> **Records supplied**:
******************************

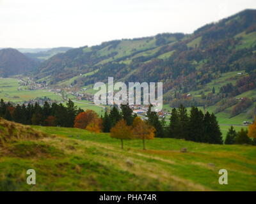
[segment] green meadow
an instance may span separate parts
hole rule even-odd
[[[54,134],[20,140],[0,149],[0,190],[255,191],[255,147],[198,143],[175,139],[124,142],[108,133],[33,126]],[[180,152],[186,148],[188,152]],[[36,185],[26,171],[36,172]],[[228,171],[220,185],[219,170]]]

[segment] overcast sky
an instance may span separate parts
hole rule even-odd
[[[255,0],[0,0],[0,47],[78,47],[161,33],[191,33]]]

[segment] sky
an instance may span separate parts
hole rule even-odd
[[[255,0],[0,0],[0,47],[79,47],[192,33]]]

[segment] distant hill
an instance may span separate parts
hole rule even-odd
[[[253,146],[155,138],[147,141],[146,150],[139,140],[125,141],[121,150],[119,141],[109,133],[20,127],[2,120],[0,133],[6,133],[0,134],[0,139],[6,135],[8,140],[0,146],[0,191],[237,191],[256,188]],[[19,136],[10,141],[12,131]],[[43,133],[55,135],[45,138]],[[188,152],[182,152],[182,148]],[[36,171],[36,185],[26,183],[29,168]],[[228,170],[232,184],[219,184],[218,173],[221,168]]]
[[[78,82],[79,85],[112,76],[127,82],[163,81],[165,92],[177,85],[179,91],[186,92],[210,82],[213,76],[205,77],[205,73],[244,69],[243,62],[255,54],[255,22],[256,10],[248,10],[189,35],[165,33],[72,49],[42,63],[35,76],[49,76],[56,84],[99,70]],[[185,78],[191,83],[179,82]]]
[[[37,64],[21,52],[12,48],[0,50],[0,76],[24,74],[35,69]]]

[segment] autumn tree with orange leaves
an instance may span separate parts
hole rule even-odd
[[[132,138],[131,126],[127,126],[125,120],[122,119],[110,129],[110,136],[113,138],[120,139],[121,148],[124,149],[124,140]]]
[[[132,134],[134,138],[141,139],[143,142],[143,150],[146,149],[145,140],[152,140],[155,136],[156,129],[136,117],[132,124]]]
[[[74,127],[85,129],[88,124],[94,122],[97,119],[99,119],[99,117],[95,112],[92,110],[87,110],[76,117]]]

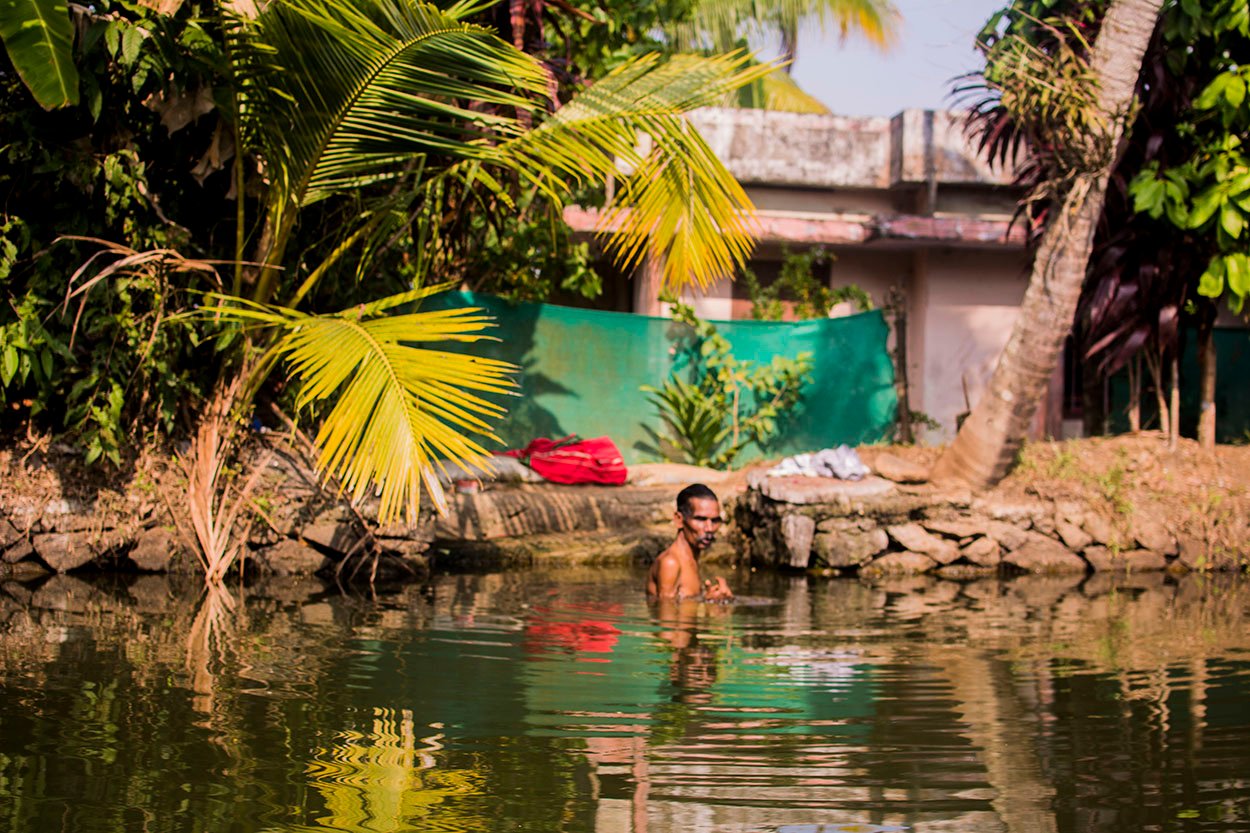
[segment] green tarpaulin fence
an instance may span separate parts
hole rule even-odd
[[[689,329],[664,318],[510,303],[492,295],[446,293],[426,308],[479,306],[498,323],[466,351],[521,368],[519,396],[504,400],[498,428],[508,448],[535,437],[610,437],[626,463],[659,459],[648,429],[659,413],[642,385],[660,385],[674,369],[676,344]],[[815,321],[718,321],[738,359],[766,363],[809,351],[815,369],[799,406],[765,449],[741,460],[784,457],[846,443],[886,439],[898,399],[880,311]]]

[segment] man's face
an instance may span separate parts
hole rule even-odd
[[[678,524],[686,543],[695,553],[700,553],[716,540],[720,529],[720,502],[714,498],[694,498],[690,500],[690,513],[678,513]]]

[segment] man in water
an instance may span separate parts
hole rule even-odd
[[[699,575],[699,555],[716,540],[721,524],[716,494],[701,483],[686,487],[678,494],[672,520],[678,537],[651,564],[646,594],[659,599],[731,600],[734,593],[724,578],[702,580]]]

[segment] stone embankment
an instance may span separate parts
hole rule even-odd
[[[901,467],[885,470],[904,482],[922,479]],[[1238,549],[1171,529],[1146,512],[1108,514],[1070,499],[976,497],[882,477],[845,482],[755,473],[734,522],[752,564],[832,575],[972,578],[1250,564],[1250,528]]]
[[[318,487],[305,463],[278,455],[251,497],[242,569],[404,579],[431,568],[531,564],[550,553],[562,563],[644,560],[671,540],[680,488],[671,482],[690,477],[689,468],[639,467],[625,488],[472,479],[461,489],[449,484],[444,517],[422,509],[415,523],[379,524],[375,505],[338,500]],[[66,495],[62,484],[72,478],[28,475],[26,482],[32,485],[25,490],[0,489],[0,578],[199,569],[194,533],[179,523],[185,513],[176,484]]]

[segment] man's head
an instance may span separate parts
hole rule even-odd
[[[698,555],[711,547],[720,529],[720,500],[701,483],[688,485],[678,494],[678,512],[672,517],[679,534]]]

******************************

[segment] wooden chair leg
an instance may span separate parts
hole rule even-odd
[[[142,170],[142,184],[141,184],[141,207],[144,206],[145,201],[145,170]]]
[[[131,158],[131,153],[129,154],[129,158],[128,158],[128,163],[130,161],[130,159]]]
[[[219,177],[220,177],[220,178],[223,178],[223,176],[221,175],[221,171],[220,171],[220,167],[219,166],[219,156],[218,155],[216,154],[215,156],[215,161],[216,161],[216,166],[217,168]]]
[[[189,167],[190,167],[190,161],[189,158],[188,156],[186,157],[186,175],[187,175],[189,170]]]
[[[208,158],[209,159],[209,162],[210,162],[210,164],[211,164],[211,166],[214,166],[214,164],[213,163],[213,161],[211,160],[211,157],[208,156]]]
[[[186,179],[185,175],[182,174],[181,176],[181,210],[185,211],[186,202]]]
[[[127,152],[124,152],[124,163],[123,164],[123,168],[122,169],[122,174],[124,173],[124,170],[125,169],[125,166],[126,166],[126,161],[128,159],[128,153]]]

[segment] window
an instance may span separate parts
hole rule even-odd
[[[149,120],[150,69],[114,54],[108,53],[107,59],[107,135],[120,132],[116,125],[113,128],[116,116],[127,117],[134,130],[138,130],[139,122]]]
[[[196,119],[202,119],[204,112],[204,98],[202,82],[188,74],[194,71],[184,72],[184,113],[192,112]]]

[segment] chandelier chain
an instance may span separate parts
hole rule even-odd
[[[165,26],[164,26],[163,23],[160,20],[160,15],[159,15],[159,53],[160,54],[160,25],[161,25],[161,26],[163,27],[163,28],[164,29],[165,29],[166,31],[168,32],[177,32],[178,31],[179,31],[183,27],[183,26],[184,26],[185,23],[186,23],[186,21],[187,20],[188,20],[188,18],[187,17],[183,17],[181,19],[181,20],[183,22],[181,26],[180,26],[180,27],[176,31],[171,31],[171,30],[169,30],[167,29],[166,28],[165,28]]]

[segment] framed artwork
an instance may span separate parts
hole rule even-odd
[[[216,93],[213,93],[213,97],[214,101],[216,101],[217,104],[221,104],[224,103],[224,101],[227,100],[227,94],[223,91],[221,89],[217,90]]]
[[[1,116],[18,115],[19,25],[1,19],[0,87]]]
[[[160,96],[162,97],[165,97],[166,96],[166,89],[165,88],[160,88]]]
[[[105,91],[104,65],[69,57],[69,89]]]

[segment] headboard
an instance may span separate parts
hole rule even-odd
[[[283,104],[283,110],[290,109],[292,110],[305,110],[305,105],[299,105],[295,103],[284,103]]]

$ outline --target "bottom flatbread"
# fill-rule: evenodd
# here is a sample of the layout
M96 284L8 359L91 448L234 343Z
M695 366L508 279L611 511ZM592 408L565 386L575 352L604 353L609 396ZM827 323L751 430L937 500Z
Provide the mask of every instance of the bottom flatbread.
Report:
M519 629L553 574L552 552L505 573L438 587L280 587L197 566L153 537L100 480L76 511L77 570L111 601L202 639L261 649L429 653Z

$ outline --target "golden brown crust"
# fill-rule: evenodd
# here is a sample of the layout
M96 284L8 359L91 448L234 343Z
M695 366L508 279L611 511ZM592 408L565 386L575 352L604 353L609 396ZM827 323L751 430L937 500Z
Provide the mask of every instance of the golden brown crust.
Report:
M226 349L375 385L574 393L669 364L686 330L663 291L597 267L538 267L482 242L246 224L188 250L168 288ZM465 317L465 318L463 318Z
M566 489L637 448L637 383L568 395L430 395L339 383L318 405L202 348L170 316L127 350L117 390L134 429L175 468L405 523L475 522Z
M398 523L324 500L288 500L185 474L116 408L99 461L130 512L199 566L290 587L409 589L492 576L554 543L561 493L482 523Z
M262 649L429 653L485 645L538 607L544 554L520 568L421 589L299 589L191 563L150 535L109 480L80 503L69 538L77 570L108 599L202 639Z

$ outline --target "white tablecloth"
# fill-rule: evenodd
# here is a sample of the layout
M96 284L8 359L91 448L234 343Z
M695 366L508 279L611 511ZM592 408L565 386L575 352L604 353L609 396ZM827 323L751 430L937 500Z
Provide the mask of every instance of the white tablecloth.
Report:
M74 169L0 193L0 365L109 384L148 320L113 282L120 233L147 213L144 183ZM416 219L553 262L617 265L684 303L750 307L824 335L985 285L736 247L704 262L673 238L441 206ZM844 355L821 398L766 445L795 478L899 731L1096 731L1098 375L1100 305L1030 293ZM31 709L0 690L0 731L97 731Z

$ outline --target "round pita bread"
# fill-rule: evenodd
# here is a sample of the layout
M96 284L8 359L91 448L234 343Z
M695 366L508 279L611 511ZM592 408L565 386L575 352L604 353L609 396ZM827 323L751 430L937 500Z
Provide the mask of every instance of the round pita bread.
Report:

******************************

> **What you have to do**:
Transcribe every line from the one containing "[segment] green meadow" down to the one containing "[[[255,0],[0,0],[0,47],[79,47],[192,33]]]", including both of those lines.

> **Result**:
[segment] green meadow
an instance may span separate parts
hole rule even-odd
[[[54,134],[20,140],[0,149],[0,190],[255,191],[255,147],[198,143],[175,139],[124,142],[108,133],[33,126]],[[180,152],[186,148],[188,152]],[[36,185],[26,171],[36,172]],[[228,171],[220,185],[219,170]]]

[segment] overcast sky
an instance may span separate parts
hole rule even-odd
[[[255,0],[0,0],[0,47],[78,47],[161,33],[191,33]]]

[segment] sky
an instance may span separate parts
hole rule even-odd
[[[255,0],[0,0],[0,47],[79,47],[192,33]]]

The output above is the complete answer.